[What to work on] Reproduce the lines below from the one that contains "If you could point out the warehouse" through the end, inclusive, and add nothing.
— begin Source records —
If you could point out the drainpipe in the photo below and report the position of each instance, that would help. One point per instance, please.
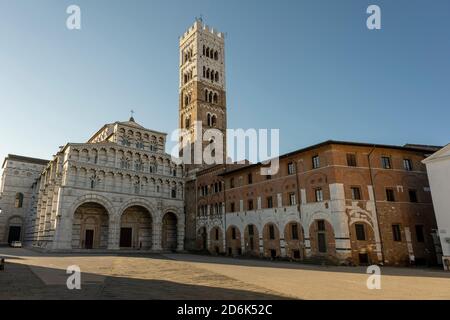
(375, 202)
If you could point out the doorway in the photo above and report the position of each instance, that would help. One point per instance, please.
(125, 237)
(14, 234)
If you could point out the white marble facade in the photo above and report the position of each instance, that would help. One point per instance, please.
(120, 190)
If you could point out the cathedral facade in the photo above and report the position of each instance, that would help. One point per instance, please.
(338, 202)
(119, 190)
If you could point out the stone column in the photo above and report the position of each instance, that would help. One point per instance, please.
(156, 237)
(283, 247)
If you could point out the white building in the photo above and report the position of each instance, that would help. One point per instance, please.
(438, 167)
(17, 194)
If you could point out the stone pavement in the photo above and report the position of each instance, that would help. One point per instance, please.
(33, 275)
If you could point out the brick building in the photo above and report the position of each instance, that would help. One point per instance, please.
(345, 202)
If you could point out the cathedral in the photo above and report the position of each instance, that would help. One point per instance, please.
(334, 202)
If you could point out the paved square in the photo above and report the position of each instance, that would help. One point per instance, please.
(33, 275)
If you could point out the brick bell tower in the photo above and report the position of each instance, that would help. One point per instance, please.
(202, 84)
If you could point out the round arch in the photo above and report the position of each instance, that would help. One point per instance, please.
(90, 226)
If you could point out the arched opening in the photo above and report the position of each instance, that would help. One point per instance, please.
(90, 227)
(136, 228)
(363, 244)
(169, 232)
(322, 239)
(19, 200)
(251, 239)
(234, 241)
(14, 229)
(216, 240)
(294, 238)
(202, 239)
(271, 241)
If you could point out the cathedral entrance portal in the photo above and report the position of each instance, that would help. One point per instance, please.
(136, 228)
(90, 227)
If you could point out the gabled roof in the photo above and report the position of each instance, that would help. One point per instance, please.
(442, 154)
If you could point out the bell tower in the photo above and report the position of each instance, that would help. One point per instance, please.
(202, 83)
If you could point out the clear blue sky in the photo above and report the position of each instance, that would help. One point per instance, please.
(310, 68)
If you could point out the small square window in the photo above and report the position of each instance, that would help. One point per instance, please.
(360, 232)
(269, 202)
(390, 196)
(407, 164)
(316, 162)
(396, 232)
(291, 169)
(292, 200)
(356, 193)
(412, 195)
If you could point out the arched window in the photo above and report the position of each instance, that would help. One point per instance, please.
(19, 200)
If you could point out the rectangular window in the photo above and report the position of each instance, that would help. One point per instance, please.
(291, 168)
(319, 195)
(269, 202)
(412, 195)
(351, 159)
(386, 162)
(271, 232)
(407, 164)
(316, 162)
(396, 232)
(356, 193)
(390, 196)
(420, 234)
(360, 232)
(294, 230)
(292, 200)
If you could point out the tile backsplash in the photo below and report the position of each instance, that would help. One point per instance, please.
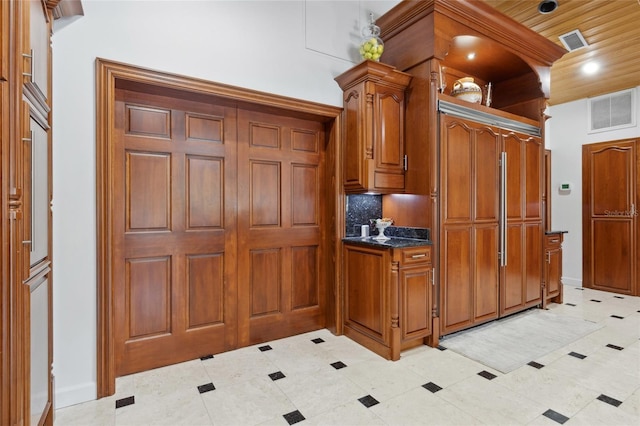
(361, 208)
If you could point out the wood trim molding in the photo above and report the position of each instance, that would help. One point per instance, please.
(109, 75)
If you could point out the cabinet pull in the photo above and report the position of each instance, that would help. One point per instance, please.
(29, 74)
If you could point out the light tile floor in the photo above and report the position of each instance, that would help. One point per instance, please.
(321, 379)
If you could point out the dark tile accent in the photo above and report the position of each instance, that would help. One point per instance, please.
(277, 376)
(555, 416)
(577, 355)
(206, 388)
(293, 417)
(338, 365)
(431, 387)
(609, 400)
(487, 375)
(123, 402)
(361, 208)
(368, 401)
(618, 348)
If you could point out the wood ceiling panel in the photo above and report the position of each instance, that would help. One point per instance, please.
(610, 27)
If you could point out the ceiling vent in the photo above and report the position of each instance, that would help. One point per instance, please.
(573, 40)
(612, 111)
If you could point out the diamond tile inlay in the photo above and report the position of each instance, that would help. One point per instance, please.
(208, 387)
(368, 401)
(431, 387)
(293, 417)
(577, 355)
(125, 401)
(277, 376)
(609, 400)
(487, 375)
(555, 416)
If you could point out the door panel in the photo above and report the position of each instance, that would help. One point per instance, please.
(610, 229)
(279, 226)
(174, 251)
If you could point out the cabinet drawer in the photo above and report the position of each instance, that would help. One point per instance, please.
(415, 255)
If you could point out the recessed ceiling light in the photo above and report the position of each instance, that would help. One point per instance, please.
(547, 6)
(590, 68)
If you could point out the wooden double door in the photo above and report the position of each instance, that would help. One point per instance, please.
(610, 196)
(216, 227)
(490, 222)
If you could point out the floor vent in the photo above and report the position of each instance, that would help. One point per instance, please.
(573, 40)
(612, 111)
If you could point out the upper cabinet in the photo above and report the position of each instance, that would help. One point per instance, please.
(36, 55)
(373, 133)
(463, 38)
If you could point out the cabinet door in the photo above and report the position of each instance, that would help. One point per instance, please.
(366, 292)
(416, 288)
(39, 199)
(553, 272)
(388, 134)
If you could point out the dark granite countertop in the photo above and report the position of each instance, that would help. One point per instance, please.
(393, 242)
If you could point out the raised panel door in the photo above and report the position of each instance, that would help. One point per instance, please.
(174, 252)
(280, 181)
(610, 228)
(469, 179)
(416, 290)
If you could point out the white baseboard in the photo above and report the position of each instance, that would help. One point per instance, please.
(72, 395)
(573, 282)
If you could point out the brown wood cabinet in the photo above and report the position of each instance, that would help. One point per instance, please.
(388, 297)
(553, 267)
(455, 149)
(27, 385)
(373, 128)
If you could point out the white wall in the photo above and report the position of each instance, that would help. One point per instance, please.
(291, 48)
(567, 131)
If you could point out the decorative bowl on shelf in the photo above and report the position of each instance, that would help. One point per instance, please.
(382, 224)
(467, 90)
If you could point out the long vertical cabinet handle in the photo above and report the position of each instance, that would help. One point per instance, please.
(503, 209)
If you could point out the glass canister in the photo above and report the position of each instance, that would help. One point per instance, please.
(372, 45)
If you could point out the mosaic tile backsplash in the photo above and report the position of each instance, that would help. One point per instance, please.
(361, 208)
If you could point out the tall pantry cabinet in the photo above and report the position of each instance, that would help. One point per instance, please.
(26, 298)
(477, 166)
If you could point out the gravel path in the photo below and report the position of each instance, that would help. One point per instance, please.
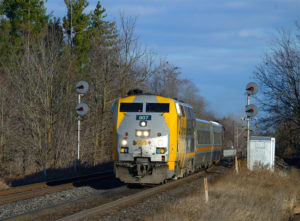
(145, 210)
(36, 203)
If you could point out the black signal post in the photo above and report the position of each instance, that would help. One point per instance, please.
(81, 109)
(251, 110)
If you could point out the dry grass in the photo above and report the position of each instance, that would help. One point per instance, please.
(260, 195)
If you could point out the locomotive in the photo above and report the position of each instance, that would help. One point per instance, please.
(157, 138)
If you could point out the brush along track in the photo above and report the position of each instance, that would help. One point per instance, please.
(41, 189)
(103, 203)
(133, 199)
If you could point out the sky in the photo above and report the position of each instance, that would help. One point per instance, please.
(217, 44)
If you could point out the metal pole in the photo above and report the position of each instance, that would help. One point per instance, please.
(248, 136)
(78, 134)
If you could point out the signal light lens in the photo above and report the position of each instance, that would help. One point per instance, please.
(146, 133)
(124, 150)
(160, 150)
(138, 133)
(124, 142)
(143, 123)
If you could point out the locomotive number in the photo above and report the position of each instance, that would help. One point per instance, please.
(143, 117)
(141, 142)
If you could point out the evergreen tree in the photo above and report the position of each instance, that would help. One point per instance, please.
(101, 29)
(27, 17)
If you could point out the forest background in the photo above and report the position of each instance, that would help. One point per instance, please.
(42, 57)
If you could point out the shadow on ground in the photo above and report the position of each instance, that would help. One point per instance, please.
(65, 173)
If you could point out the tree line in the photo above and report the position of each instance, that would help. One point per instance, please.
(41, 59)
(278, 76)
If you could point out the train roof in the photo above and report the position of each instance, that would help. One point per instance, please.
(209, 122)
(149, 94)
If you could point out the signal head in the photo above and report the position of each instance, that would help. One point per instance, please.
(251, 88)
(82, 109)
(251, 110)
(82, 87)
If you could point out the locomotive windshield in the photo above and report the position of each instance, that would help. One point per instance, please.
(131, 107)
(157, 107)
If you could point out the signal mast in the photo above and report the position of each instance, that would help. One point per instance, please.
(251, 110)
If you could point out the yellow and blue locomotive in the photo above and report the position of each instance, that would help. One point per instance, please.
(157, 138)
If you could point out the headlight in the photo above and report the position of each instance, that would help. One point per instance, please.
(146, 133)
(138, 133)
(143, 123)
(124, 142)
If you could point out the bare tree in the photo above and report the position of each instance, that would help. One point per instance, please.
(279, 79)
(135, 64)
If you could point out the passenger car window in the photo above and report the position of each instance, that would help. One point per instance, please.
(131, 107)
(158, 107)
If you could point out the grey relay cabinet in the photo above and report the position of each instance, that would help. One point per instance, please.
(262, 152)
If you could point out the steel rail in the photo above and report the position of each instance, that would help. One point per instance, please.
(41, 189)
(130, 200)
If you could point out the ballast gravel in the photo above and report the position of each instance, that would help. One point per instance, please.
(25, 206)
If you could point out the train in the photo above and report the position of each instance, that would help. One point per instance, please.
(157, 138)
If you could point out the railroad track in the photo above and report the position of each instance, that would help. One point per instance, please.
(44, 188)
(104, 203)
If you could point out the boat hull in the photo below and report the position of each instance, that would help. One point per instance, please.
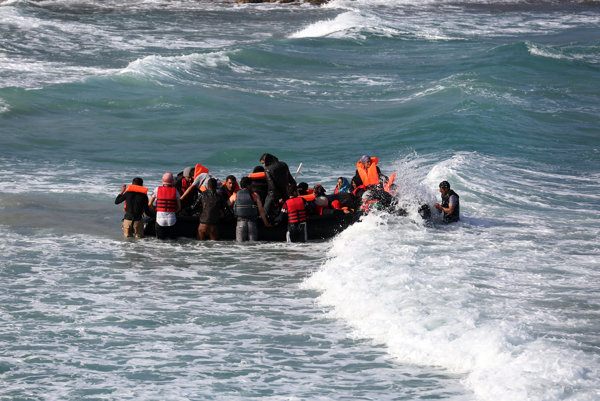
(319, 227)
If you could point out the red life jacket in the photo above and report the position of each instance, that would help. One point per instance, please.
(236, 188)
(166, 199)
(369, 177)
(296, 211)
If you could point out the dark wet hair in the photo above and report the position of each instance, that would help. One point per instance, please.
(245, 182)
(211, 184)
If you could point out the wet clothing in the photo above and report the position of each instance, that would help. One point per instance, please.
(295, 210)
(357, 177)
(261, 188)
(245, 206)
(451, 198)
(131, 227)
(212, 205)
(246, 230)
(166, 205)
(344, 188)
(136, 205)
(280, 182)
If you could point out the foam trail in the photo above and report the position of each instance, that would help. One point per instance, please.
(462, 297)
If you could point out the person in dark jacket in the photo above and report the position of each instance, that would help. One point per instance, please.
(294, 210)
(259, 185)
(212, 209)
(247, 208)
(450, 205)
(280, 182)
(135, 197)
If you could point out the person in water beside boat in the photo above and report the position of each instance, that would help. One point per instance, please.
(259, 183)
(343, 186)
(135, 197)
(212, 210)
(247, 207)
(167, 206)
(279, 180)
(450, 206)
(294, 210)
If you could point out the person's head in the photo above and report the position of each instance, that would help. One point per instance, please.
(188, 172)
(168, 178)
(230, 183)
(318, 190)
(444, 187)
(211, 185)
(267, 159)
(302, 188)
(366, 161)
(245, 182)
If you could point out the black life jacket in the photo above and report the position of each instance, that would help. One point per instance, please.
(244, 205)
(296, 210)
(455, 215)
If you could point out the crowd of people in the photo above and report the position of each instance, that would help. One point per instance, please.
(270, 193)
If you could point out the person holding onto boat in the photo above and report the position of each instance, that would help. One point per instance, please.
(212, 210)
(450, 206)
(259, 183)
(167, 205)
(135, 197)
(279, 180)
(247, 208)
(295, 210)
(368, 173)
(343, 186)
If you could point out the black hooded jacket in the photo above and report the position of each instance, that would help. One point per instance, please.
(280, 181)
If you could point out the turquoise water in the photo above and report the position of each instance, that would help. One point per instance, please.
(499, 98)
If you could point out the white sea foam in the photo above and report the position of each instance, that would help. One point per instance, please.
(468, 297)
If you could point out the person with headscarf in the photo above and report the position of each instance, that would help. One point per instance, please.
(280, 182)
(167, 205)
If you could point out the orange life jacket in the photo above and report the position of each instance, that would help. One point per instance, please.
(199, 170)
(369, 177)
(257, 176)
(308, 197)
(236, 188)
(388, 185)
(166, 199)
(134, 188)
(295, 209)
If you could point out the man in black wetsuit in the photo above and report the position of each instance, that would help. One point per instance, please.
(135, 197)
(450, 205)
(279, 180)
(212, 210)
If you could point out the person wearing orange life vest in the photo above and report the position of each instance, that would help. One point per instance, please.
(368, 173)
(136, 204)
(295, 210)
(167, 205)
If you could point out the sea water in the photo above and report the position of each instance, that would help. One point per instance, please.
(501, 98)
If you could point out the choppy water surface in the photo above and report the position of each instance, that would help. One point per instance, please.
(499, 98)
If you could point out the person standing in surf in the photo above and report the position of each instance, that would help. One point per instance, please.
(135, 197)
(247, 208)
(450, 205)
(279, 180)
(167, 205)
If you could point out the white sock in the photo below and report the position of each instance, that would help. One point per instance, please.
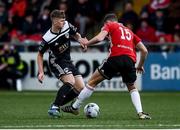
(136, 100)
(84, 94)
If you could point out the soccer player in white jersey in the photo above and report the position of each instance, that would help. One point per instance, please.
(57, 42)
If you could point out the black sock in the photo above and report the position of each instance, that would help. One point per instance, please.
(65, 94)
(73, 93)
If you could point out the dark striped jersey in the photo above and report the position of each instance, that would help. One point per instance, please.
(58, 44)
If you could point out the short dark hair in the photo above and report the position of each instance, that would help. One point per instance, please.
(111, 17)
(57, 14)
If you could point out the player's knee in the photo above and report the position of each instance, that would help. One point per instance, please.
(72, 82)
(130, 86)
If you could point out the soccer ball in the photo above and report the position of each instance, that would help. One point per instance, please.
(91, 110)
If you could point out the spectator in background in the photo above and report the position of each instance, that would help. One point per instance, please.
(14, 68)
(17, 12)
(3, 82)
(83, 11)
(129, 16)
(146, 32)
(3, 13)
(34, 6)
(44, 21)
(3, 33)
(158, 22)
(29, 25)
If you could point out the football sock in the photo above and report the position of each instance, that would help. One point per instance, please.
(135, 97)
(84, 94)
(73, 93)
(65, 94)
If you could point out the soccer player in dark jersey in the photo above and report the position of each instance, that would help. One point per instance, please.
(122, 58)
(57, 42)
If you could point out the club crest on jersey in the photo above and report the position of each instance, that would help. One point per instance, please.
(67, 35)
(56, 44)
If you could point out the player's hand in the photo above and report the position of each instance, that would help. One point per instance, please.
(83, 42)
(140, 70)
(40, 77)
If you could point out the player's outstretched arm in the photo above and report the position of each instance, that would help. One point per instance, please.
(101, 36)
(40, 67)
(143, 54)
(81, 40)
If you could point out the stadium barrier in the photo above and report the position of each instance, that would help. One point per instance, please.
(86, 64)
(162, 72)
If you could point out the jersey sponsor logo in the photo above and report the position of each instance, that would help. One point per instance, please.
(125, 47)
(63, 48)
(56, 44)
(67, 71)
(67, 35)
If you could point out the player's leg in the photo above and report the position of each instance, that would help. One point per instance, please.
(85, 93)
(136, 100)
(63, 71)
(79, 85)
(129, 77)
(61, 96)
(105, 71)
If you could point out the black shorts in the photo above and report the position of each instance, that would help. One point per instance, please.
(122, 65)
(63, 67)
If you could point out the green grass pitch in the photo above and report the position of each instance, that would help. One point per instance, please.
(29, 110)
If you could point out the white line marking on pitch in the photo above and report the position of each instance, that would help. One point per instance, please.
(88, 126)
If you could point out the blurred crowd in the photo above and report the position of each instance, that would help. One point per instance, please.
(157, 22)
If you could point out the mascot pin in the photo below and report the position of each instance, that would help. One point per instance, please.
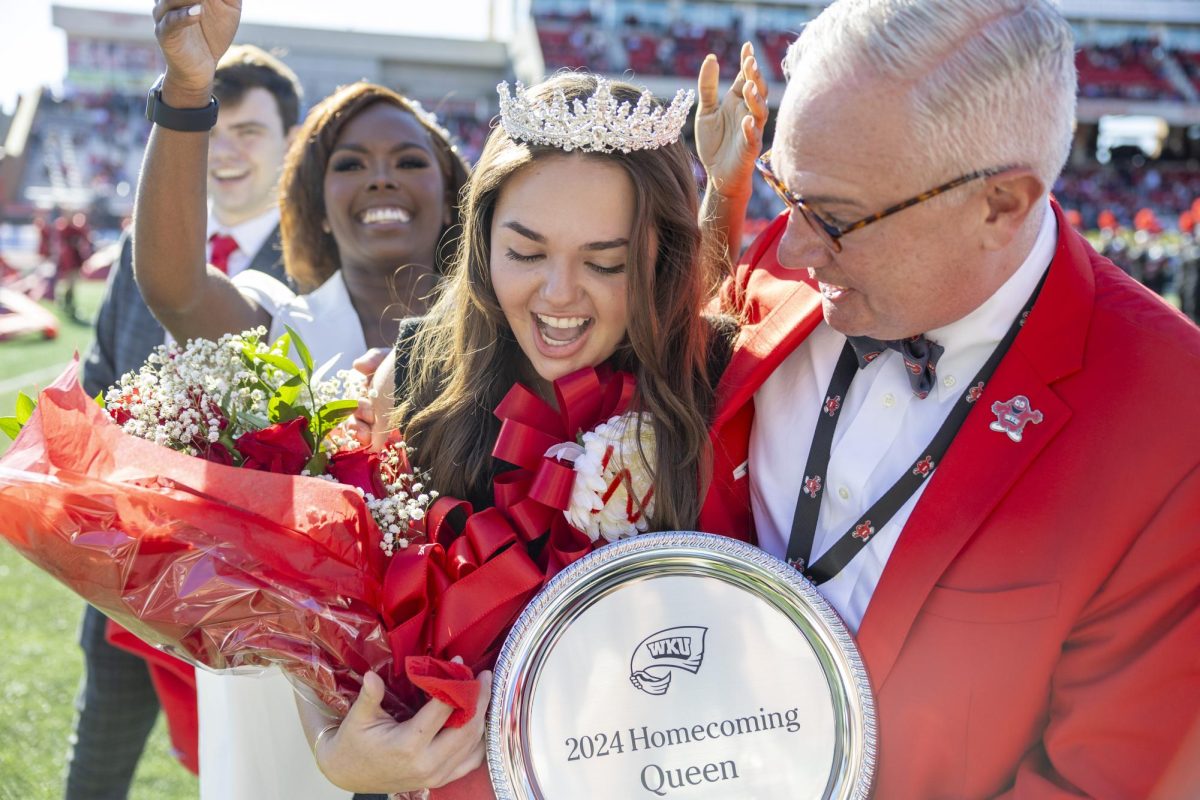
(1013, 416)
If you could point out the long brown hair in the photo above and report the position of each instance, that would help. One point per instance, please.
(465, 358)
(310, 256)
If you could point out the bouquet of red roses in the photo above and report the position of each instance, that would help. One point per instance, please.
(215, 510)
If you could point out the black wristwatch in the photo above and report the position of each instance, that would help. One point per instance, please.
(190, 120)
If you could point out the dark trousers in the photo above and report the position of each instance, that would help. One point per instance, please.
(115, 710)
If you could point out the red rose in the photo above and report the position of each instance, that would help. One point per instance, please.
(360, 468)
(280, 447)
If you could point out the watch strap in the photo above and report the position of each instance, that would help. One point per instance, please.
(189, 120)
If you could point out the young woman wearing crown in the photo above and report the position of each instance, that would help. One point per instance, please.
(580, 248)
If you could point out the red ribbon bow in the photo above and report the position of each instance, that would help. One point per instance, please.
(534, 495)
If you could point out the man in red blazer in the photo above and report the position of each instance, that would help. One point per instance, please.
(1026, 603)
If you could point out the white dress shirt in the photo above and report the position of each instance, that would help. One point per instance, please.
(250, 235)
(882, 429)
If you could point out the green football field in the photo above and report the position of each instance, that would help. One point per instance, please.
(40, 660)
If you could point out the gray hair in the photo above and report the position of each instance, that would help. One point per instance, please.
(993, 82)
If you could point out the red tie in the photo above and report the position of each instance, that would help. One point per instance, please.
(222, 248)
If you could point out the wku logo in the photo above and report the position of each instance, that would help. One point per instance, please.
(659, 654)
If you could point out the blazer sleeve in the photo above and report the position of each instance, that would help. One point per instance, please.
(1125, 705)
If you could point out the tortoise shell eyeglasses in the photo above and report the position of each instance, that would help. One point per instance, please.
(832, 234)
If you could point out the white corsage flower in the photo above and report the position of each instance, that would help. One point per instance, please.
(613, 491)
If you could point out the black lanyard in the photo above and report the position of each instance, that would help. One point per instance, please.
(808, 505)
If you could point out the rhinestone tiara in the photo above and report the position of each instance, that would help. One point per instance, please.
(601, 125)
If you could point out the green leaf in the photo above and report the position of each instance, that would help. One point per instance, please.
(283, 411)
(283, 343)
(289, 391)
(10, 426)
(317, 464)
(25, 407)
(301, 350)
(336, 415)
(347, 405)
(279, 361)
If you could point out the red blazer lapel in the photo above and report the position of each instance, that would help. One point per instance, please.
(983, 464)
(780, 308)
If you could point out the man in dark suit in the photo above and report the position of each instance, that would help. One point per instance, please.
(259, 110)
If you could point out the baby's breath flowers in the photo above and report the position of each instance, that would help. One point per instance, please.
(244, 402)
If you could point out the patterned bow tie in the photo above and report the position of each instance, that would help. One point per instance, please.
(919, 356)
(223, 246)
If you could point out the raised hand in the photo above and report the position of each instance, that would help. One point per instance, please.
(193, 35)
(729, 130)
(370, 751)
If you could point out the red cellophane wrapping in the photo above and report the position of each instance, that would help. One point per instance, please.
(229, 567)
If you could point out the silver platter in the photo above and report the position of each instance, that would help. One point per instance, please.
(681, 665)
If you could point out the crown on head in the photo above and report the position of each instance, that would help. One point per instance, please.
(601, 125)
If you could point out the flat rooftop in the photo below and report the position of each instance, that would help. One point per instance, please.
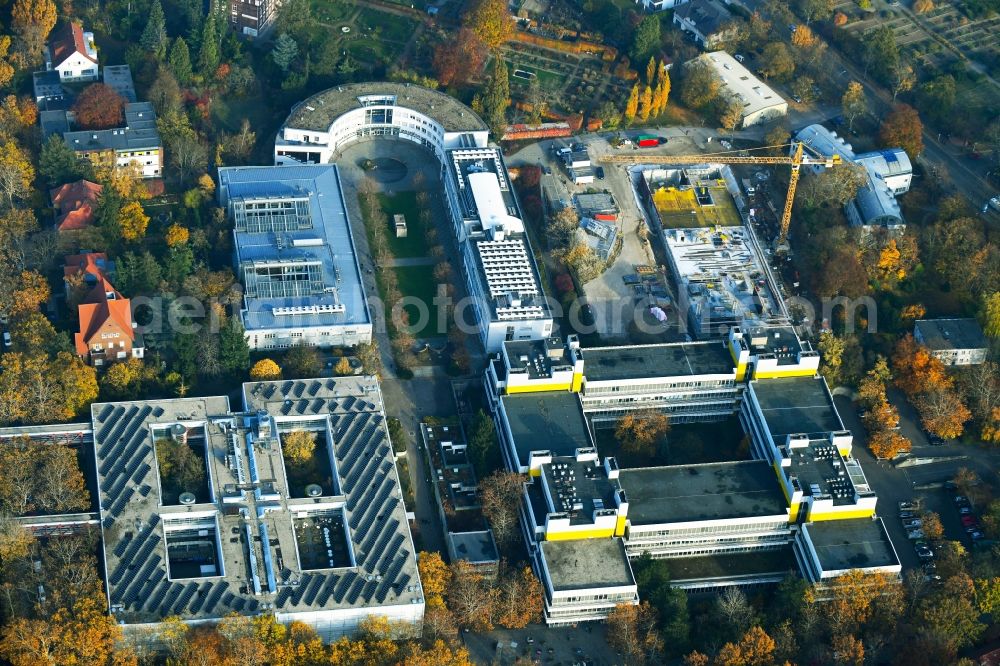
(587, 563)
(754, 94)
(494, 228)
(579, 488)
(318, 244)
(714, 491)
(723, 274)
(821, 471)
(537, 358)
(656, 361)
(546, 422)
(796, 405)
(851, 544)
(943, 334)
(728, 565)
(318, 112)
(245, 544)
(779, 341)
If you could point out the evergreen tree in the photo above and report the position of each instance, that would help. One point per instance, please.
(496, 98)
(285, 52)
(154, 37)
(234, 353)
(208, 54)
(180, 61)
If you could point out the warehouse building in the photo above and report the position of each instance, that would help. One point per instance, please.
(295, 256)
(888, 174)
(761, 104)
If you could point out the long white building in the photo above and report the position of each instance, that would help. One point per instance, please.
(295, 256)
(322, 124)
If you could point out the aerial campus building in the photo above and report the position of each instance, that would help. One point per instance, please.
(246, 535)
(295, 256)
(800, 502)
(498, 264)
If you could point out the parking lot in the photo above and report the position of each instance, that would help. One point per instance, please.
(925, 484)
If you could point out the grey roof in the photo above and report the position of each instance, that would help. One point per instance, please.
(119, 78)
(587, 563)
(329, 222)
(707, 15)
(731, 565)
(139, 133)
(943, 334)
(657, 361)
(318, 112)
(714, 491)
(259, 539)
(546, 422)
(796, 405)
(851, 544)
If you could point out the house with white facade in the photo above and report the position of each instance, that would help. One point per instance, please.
— end Source records —
[Written answer]
If you could point out the warehouse building in the photo above and report the position of each instance, that would help. One point per instance, please.
(295, 256)
(888, 174)
(761, 104)
If you could point out the long white building in the photo above and report the position of each instance, that would help. One point per instance, please.
(295, 256)
(322, 124)
If you could point out the aerial campus building in the photo above and report the position of each instance, that would help. One point per instance, please.
(246, 535)
(295, 256)
(800, 502)
(498, 264)
If you could point out the parking lot in the photo above and report the position of each instance, that would help. One point per instance, please.
(925, 484)
If you could point out the grey roof in the photo above and report the position of each instance, that would help. One point per instance, please.
(119, 78)
(587, 563)
(329, 222)
(707, 15)
(731, 565)
(139, 133)
(943, 334)
(657, 361)
(318, 112)
(714, 491)
(259, 539)
(546, 422)
(796, 405)
(851, 544)
If you could point out the house with white facade in the photo above and report the position of each instance, that would help. One point per instance, please.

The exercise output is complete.